## Work instructions
Retype exactly the lines from the one containing "Each instance receives one keypoint. Mark the shadowed" through the last line of the records below, including both, and leave out any pictures.

## Material

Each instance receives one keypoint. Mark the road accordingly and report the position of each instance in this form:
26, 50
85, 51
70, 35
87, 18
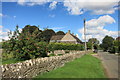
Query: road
110, 63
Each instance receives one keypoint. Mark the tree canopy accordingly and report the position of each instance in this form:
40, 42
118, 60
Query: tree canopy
60, 33
107, 42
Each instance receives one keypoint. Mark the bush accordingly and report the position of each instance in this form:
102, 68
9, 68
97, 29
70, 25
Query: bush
24, 46
65, 46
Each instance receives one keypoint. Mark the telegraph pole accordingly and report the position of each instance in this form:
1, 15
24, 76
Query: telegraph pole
85, 35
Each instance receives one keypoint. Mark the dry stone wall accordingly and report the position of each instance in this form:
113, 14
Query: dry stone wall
33, 67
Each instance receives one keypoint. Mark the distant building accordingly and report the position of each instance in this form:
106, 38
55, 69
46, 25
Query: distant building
67, 38
118, 38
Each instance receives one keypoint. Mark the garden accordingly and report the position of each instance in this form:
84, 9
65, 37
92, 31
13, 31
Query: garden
84, 67
31, 43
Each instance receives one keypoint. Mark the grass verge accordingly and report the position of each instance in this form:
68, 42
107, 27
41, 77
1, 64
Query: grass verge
10, 61
84, 67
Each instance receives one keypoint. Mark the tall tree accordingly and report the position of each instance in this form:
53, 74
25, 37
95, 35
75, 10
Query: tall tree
60, 33
47, 34
107, 43
93, 40
33, 31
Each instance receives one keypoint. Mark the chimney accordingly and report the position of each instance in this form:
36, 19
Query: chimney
69, 31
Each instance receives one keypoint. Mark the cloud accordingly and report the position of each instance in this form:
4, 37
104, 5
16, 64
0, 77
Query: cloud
32, 2
4, 33
52, 15
1, 14
95, 28
53, 5
14, 16
77, 36
77, 7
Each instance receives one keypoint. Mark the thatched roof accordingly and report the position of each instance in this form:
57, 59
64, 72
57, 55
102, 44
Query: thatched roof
57, 37
77, 39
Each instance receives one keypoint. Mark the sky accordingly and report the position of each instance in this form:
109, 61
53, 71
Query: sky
101, 17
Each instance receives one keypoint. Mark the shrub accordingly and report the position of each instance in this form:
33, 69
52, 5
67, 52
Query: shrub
65, 46
24, 46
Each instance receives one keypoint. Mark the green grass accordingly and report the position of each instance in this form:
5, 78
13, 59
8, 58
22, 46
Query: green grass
92, 53
10, 61
84, 67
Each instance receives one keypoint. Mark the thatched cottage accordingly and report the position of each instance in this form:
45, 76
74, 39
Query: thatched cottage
67, 38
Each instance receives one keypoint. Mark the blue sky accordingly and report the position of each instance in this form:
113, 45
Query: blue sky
61, 16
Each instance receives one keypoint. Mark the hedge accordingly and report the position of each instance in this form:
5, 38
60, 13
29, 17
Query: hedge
65, 46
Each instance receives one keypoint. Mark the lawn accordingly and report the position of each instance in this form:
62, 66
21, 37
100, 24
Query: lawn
10, 61
84, 67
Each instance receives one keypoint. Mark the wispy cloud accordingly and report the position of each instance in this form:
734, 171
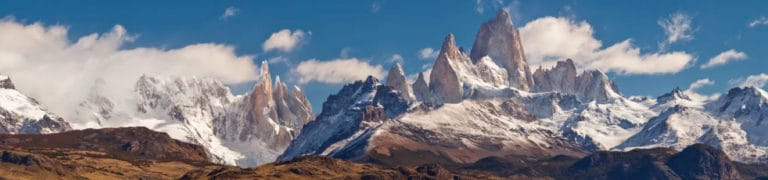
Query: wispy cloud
550, 39
724, 57
395, 58
512, 6
336, 71
761, 21
700, 83
60, 71
677, 27
757, 80
229, 12
284, 40
427, 54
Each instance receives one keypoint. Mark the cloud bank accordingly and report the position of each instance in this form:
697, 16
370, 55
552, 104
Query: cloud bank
550, 39
59, 72
724, 57
677, 27
757, 80
284, 40
229, 12
337, 71
762, 21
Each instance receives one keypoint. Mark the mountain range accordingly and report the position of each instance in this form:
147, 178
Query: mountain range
485, 106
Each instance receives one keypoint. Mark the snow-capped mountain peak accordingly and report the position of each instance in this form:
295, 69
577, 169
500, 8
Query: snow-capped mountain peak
20, 114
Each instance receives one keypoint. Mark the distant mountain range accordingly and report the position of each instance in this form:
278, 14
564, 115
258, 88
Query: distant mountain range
474, 113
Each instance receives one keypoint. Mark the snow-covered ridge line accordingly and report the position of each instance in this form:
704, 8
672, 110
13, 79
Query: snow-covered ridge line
244, 130
491, 94
20, 114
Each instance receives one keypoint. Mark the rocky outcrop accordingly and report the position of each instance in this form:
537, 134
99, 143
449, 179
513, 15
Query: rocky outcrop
244, 130
499, 40
350, 113
444, 79
700, 161
675, 95
591, 85
561, 78
747, 106
421, 89
294, 109
5, 82
20, 114
396, 79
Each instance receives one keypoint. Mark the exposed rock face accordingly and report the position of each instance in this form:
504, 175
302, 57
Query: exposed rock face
5, 83
20, 114
421, 89
499, 40
595, 86
699, 161
294, 109
676, 94
561, 78
244, 130
591, 85
396, 80
749, 107
444, 80
349, 114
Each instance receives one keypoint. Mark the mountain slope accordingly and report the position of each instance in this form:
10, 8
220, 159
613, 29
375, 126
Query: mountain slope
20, 114
244, 130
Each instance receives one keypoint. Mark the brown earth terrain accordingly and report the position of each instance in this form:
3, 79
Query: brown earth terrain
139, 153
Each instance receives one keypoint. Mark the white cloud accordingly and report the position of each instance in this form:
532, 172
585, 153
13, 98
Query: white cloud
284, 40
700, 83
677, 27
59, 72
762, 21
428, 54
395, 58
278, 60
550, 39
724, 57
336, 71
757, 80
229, 12
345, 52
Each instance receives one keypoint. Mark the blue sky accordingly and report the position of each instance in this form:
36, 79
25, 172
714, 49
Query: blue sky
373, 31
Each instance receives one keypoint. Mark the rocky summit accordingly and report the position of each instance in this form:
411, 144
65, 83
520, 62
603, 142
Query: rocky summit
481, 114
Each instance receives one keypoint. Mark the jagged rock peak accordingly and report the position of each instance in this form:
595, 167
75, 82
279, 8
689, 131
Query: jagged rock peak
561, 78
5, 82
449, 48
421, 88
503, 17
444, 79
499, 40
396, 79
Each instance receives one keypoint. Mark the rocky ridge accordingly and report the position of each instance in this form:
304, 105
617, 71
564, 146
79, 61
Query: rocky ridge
20, 114
244, 130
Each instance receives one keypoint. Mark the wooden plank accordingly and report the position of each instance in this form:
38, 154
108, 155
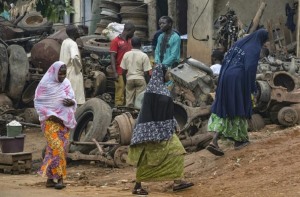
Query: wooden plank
10, 158
298, 32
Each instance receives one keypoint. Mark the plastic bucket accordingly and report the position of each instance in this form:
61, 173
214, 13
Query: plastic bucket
13, 131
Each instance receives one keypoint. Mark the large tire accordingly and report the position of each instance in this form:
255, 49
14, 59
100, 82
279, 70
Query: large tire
34, 23
94, 117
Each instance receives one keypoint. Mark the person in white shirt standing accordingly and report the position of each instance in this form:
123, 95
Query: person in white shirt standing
216, 60
136, 66
70, 55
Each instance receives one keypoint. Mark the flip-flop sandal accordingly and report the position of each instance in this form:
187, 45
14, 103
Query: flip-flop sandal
241, 145
50, 184
214, 150
182, 186
140, 192
59, 186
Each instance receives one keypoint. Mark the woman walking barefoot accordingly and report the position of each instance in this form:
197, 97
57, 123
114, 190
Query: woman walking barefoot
55, 104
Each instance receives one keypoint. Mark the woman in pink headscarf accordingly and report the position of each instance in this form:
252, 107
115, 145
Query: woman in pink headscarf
55, 104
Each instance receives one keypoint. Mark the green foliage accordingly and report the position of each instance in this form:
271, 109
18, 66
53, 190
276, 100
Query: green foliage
54, 10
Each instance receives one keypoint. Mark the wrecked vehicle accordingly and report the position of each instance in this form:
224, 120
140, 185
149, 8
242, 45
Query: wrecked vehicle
278, 92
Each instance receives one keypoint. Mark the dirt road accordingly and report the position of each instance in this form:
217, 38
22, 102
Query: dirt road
269, 166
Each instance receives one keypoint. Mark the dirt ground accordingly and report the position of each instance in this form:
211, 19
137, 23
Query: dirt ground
269, 166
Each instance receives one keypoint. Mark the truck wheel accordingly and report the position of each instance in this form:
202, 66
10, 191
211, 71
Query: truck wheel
93, 119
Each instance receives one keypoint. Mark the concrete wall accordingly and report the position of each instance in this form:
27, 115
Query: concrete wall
245, 10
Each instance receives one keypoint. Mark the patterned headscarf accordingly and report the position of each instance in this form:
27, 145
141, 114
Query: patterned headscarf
49, 96
156, 120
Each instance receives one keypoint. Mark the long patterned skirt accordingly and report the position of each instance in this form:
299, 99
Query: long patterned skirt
236, 128
162, 161
54, 164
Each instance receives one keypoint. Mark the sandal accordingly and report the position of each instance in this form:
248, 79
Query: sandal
59, 186
214, 150
50, 183
140, 192
240, 145
182, 186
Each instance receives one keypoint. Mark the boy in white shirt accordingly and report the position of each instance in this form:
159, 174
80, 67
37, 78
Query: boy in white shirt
136, 66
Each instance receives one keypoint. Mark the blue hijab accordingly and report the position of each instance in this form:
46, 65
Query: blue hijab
237, 77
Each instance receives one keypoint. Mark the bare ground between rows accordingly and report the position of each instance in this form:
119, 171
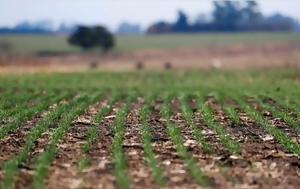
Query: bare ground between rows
138, 169
64, 171
25, 176
168, 158
276, 122
100, 173
268, 164
14, 142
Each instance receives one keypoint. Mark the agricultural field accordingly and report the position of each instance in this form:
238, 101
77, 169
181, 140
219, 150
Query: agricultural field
164, 129
41, 44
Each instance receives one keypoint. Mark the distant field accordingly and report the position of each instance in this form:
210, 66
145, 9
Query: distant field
150, 130
32, 44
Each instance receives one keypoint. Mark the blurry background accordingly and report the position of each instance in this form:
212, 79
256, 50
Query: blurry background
171, 34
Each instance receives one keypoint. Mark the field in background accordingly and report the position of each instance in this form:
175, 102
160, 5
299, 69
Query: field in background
150, 130
35, 44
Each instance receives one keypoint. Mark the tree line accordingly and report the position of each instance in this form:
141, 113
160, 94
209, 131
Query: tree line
228, 16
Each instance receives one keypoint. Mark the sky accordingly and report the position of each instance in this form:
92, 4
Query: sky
112, 12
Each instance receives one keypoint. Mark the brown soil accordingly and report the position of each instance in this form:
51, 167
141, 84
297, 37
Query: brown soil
263, 162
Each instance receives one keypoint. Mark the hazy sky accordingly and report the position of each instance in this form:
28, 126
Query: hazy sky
112, 12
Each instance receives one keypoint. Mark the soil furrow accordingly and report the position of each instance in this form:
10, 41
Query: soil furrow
139, 171
64, 171
177, 176
264, 162
100, 173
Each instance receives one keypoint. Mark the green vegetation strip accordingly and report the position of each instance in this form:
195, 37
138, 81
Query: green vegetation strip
119, 160
45, 159
157, 171
12, 165
22, 103
209, 118
196, 131
175, 135
280, 136
24, 115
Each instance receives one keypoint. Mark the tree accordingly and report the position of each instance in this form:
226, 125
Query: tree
91, 37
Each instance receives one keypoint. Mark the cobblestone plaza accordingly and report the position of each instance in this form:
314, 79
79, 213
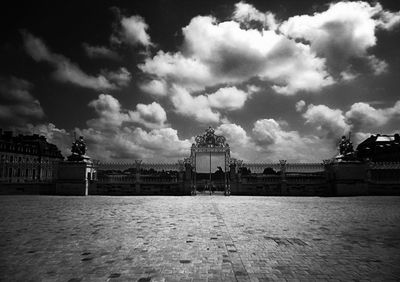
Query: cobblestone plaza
200, 238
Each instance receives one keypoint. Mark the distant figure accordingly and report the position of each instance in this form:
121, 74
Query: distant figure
345, 146
79, 147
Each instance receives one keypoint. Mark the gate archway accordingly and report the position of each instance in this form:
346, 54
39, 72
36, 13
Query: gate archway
210, 157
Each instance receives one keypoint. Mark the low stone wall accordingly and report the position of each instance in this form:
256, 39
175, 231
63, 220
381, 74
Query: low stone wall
27, 189
142, 189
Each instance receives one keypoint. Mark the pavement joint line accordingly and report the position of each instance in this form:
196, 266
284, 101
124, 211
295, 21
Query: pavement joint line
220, 219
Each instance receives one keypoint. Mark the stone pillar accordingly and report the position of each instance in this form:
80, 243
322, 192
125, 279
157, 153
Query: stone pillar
74, 177
188, 179
284, 190
137, 182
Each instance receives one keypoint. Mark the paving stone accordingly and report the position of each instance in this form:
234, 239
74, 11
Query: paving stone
209, 238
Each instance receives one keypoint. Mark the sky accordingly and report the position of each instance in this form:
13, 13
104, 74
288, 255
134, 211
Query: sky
140, 79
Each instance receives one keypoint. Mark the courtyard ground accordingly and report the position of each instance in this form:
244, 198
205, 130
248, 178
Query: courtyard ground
199, 238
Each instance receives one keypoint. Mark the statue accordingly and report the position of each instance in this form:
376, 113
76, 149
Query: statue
346, 151
79, 147
78, 150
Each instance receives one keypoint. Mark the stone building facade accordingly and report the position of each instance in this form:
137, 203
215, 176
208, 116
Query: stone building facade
27, 158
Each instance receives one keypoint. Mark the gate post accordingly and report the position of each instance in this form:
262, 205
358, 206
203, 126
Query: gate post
137, 183
284, 190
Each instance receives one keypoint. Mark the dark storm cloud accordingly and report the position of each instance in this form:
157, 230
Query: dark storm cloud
17, 105
100, 52
67, 71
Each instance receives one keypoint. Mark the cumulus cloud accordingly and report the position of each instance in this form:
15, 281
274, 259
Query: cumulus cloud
110, 114
100, 52
115, 134
346, 30
247, 13
197, 107
274, 143
120, 78
17, 104
132, 30
228, 98
377, 66
155, 87
204, 108
151, 116
224, 53
67, 71
365, 117
362, 118
300, 105
330, 122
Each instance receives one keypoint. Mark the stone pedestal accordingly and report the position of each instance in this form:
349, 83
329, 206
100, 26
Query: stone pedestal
348, 178
74, 177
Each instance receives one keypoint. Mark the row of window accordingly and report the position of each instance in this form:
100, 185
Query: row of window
27, 173
19, 159
22, 149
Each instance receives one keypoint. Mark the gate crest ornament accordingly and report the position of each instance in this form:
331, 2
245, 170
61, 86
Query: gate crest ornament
210, 139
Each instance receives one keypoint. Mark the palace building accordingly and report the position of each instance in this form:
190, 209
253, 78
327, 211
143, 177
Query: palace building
27, 158
31, 165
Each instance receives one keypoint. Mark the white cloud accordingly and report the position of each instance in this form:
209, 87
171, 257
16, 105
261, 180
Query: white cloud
109, 113
67, 71
362, 116
100, 52
228, 98
197, 107
155, 87
234, 134
128, 143
224, 53
151, 116
386, 19
378, 66
204, 107
275, 143
114, 133
133, 30
246, 13
300, 105
17, 104
346, 30
330, 122
120, 78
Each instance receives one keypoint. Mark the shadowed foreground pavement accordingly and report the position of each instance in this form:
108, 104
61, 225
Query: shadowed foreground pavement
201, 238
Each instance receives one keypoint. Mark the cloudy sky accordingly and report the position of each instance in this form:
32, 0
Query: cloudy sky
139, 79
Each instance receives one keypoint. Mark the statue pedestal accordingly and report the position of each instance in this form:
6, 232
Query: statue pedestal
74, 177
348, 178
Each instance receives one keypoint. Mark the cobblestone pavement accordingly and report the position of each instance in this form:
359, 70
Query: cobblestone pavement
200, 238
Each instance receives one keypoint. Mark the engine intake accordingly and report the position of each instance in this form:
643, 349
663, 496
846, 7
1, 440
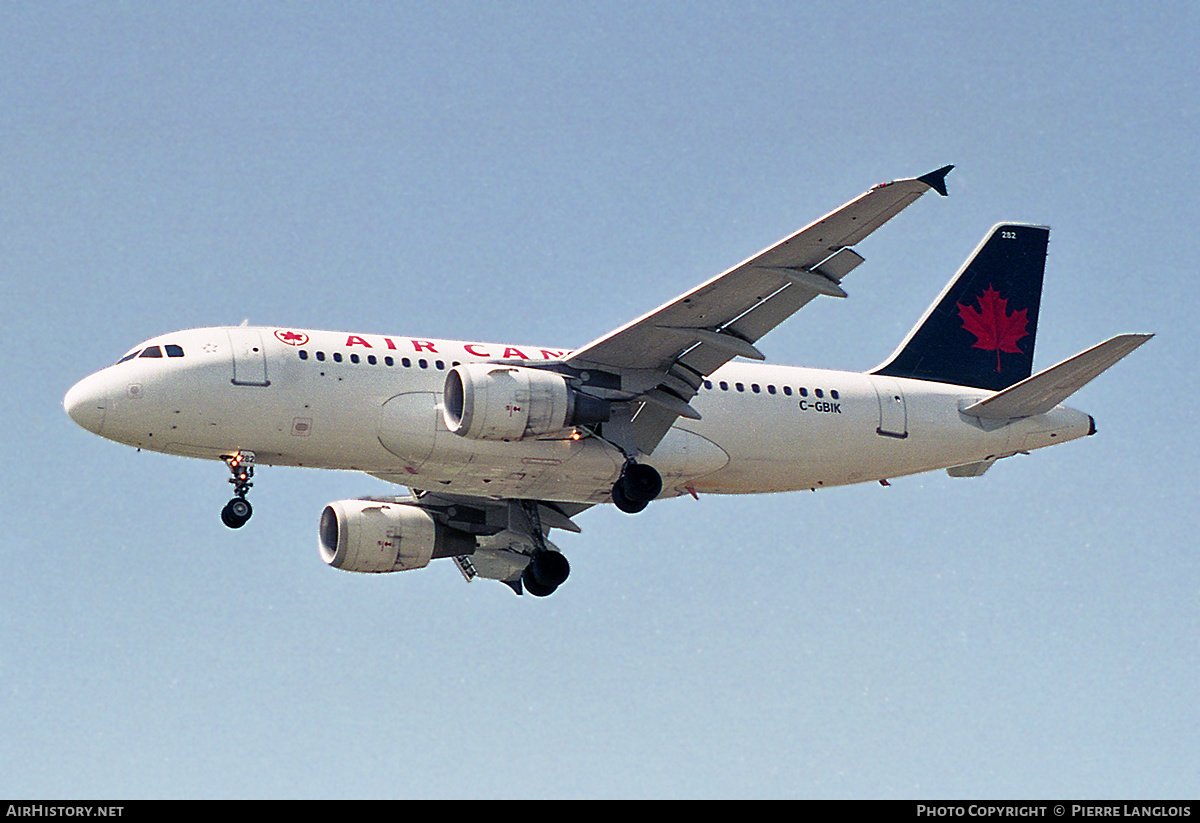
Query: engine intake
373, 536
496, 402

## Problem solution
Each instance receives one keypoint. Mark the shadowed foreground pavement accordingly and report the position of each instance in this form:
108, 104
61, 225
Query: shadowed foreground pavement
201, 238
Each instance receives one keypoint. Mark the cloudy sky accordingly and report the position of each instance in this form:
32, 0
Query: cloudy sky
139, 79
Each instance receives one keypoint. Mark the statue pedestal accordingly and report the position of each instance in this form:
6, 232
Query: statue pedestal
74, 177
348, 178
Each instance receives one keypoint. Mark the cobblestone pavement accordingly and report the position of each instance in this form:
359, 70
Query: cobblestone pavement
200, 238
Each instance receives one keypoint. Mark the engine intake accordingly and report the position of each instance in this form:
643, 349
663, 496
846, 7
1, 440
Query: engine intake
373, 536
496, 402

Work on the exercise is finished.